» MATERIAL FOR THIS EXERCISE:

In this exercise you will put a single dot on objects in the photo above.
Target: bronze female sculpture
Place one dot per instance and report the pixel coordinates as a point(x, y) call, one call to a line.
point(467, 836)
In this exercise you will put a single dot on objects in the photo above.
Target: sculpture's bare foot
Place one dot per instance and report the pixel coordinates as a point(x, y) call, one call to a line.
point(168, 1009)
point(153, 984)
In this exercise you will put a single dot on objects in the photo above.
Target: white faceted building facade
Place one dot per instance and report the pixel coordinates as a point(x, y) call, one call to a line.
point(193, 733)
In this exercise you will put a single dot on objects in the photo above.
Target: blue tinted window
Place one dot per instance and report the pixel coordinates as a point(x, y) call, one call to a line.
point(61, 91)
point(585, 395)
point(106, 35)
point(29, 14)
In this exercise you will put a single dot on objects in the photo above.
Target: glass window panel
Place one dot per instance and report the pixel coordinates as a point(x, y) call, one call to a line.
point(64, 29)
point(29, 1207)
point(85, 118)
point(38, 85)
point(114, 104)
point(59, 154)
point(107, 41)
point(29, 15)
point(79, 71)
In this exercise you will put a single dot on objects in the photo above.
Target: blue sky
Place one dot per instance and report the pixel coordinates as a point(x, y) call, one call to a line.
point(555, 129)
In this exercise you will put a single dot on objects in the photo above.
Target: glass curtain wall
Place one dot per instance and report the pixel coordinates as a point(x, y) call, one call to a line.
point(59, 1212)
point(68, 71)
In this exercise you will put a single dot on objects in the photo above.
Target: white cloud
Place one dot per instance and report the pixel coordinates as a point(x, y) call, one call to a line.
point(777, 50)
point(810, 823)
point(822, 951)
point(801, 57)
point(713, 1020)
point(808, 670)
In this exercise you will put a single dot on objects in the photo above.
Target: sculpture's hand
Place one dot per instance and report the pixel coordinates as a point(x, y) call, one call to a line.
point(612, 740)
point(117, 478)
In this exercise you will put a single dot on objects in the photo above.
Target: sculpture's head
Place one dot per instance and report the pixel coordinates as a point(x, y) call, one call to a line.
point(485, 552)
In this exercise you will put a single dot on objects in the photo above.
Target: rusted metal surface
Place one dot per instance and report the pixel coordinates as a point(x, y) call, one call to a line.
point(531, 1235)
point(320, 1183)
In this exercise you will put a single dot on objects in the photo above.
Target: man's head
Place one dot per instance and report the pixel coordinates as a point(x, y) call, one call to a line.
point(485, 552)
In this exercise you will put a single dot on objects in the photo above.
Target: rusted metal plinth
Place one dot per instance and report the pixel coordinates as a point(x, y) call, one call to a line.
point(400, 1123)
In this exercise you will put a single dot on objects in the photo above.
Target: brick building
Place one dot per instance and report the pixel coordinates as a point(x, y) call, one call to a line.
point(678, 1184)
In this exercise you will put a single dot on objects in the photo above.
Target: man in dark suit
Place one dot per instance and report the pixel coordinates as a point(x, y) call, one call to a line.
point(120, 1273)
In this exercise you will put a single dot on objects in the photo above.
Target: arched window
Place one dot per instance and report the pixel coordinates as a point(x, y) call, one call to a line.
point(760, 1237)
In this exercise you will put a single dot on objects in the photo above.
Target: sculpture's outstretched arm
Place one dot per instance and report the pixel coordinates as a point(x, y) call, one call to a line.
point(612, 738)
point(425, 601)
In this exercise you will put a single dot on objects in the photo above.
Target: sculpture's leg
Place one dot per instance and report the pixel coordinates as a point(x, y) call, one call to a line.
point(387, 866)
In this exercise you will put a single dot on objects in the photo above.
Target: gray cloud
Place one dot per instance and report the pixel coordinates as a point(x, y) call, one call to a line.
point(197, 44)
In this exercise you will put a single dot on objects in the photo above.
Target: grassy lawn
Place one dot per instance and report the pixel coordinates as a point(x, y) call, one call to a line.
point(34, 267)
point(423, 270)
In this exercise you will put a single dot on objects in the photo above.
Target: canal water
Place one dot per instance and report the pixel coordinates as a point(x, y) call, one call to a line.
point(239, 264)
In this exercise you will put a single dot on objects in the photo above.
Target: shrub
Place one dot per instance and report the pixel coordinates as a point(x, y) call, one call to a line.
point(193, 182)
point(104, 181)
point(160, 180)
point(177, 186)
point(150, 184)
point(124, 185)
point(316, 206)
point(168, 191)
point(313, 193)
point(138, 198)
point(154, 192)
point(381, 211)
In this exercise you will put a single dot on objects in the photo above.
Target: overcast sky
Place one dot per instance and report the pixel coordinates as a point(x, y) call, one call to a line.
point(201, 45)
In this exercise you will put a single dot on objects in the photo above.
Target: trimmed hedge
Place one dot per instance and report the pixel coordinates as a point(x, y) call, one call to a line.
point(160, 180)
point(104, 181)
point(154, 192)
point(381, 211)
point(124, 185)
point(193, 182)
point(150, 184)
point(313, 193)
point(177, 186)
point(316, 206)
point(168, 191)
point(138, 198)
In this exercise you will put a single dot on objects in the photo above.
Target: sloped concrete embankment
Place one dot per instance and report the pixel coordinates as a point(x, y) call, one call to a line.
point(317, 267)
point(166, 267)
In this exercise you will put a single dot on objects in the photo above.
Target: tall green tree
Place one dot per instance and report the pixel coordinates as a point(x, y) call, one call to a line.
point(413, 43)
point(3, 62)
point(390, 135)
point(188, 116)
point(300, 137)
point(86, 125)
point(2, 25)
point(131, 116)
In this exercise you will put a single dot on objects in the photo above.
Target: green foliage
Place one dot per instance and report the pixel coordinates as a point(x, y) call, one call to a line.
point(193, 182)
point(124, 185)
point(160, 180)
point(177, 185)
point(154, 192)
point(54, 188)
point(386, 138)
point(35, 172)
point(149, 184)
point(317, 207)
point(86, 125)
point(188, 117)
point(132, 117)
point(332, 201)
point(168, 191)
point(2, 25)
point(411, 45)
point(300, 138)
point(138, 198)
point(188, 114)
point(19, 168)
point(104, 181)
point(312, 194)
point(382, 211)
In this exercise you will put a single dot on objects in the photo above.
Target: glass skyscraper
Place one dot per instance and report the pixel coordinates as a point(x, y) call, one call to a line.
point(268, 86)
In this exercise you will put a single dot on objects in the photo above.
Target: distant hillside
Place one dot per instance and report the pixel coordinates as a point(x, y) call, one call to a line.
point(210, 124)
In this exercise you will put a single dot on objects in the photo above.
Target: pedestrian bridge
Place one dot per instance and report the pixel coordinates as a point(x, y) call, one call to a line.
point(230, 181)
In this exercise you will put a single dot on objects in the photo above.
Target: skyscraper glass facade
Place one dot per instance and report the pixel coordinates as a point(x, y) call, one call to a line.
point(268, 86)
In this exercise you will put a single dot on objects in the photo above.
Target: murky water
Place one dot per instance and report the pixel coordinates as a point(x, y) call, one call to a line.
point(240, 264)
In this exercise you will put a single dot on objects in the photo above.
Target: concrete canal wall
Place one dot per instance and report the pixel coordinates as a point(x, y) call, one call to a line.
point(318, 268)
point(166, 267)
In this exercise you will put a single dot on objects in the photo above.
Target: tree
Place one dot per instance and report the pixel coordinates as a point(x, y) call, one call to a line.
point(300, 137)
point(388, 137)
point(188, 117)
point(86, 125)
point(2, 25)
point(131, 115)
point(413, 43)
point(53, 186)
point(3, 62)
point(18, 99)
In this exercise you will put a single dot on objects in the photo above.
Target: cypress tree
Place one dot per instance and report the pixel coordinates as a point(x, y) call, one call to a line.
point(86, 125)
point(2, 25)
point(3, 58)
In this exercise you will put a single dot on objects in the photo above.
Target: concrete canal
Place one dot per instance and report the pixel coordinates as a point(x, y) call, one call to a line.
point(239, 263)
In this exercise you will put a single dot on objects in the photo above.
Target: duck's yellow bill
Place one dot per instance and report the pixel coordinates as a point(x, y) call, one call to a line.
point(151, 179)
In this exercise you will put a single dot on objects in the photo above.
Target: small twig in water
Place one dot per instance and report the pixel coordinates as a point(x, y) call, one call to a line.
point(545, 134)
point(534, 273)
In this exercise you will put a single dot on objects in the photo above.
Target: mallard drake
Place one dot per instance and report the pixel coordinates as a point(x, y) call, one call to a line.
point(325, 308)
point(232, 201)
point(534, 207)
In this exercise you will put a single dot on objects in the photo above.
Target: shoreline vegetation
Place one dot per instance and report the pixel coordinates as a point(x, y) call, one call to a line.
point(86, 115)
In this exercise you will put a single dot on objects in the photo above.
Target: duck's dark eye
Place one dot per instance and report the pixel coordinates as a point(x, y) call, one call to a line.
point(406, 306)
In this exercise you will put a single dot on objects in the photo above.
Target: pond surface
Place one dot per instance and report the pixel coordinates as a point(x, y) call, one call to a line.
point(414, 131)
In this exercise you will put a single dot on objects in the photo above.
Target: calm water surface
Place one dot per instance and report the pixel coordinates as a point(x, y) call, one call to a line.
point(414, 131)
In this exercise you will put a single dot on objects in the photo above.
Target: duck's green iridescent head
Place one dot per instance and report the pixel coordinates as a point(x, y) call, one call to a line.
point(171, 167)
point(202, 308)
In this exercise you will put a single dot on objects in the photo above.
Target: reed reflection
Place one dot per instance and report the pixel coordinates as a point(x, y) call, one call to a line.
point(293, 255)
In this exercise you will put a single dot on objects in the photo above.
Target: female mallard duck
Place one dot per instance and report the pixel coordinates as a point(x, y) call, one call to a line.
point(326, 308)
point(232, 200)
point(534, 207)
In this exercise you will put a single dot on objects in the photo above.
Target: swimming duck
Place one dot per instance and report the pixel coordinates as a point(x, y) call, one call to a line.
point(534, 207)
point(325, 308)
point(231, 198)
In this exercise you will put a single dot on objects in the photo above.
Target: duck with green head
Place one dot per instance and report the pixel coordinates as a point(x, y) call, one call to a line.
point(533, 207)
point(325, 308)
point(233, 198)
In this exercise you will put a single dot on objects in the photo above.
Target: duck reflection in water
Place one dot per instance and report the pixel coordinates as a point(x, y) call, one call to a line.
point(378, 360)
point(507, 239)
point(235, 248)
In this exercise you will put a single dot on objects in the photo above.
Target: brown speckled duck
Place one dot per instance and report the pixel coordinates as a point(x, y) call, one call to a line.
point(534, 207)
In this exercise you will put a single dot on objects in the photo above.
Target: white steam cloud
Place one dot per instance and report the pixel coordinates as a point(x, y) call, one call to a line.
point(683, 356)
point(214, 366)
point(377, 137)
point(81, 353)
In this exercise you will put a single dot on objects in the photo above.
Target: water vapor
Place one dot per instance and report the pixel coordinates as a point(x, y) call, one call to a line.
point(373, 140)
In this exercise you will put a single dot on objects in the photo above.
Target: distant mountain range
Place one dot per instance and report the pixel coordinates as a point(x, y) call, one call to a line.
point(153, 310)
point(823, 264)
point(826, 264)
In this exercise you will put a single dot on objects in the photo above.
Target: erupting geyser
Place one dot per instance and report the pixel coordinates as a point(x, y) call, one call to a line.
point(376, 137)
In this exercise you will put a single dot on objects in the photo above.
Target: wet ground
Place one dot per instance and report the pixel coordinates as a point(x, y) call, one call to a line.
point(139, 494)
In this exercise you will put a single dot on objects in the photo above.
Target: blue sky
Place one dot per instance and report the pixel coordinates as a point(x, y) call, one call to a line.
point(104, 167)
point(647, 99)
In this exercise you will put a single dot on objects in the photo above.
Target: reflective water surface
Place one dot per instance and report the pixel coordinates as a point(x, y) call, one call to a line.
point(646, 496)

» SHORT EXERCISE: Reproduce the listing above word for word, from its first line through the line holding "point(555, 129)", inclusive.

» RESULT FOR THIS EXERCISE:
In this exercise you will put a single dot on objects in the photo above.
Target: bronze female sculpture
Place one dot per instance and report the pixel coordinates as a point(x, y) call, one call to a line.
point(467, 836)
In this exercise you will put a single dot on objects in the photo above.
Target: sculpture's bare foot
Place one dot per instance and report the pixel coordinates as a point(x, y) call, one call to a line.
point(168, 1009)
point(153, 984)
In this exercise you will put a single dot on objects in the photo above.
Target: white faceted building facade
Place one dot per instance and report the pixel coordinates as a point(x, y) call, one call to a line.
point(193, 733)
In this exercise you will put a single dot on objects in the photo above.
Target: blue tinted window
Place one dot per instance and report the pixel coordinates as a point(x, y) call, one call to a line.
point(61, 91)
point(585, 395)
point(106, 35)
point(29, 14)
In this exercise you will put a single dot on objects in the photo above.
Target: glass window panel
Place one dot per instance and report the pixel coordinates as a point(x, y) call, one call to a line.
point(64, 29)
point(29, 1207)
point(85, 118)
point(38, 85)
point(114, 104)
point(59, 154)
point(107, 41)
point(29, 15)
point(79, 71)
In this exercise you will put a single dot on objects in the photo above.
Target: blue sky
Place one dot per instance and report the pixel coordinates as a point(x, y) call, one call to a line.
point(555, 129)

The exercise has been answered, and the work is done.